### Aim
Reproduce the items below, substituting "image coordinates" for every occurrence of "pixel coordinates" and leaving everything else unchanged.

[Extracted items]
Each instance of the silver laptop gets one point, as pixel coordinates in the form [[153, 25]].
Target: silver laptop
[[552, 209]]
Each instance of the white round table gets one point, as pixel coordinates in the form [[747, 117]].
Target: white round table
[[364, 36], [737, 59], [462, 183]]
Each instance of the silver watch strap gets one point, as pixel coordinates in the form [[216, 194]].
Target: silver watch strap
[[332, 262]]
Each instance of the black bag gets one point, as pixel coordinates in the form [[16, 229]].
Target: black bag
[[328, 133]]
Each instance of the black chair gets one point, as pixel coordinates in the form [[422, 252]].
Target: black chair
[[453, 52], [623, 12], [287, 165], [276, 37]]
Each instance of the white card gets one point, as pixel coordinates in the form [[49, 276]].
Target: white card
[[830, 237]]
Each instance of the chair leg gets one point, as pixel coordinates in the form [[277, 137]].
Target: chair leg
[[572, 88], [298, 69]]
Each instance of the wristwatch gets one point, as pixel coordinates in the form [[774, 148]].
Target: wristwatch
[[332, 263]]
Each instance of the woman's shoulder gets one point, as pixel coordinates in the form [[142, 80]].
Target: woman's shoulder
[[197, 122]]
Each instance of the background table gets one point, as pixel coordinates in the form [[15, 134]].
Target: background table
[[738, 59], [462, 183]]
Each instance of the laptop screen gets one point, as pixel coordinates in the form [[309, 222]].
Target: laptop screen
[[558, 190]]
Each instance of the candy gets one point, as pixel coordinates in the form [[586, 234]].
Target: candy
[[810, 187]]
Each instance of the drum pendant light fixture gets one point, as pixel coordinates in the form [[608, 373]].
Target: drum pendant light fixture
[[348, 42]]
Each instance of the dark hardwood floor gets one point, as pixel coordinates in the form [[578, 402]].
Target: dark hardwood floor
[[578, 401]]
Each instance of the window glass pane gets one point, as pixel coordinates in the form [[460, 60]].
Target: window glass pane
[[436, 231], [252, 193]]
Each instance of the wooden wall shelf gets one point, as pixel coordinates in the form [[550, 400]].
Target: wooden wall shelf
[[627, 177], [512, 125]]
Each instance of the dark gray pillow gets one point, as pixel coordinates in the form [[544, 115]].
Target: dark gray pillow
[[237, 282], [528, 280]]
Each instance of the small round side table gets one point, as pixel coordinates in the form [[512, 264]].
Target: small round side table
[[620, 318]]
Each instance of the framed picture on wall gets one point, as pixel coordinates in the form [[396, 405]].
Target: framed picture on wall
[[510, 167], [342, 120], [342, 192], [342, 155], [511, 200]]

### Result below
Each instance of the silver laptop gets one point, as image coordinates in the form [[153, 25]].
Target: silver laptop
[[552, 209]]
Each instance of the white round table gets one point, as image coordinates in the form [[747, 117]].
Target: white round table
[[364, 36], [737, 59], [462, 183]]
Each instance of the silver watch strap gets one point, as image coordinates in the form [[216, 194]].
Target: silver watch strap
[[332, 262]]
Each instance of the black bag gets one point, as image coordinates in the form [[16, 229]].
Target: black bag
[[328, 133]]
Each instance of the black chair gets one point, as image coordinates in the form [[422, 252]].
Target: black chair
[[453, 52], [623, 12], [287, 165], [276, 37]]
Each instance of the white card gets one point, as image coordinates in the form [[49, 276]].
Target: white card
[[830, 237]]
Each instance of the chair leg gets one point, as image coordinates in the form [[277, 137]].
Target: chair leg
[[572, 88], [298, 69]]
Each instance of the wristwatch gets one point, as image coordinates in the form [[774, 148]].
Target: wristwatch
[[332, 263]]
Each instance of the woman's shoulder gets one point, as image coordinates in the form [[142, 80]].
Target: woman's shoulder
[[197, 122]]
Each instance of the background table gets one point, as image coordinates in the form [[15, 134]].
Target: background table
[[738, 59], [462, 183]]
Each instance of the laptop screen gets one point, as image coordinates in the form [[309, 222]].
Target: laptop screen
[[558, 190]]
Each instance of the candy gets one point, as image coordinates in the form [[586, 234]].
Target: candy
[[810, 187]]
Each instance of the drum pendant light fixture gets one point, as image coordinates in the form [[608, 373]].
Target: drum pendant light fixture
[[348, 42]]
Each instance of the dark hardwood floor gets one point, as image coordinates in the form [[578, 402]].
Target: dark hardwood floor
[[578, 401]]
Each instance of the window glass pane gets one point, as image coordinates in the form [[460, 60]].
Target: window glass pane
[[436, 231], [252, 193]]
Each instance of the wooden wall shelf gets one point, as image coordinates in the form [[550, 400]].
Target: wooden wall shelf
[[627, 177], [512, 125]]
Each instance of the dark gray pillow gets one point, as image coordinates in the form [[544, 115]].
Target: dark gray pillow
[[237, 282], [528, 280]]
Each instance of the small round side table gets one point, as image coordinates in the form [[512, 264]].
Target: small round side table
[[620, 318]]
Each instance of the framed picture on wall gets one point, as image coordinates in the form [[396, 405]].
Target: framed picture on wall
[[510, 167], [342, 120], [342, 192], [342, 155], [511, 200]]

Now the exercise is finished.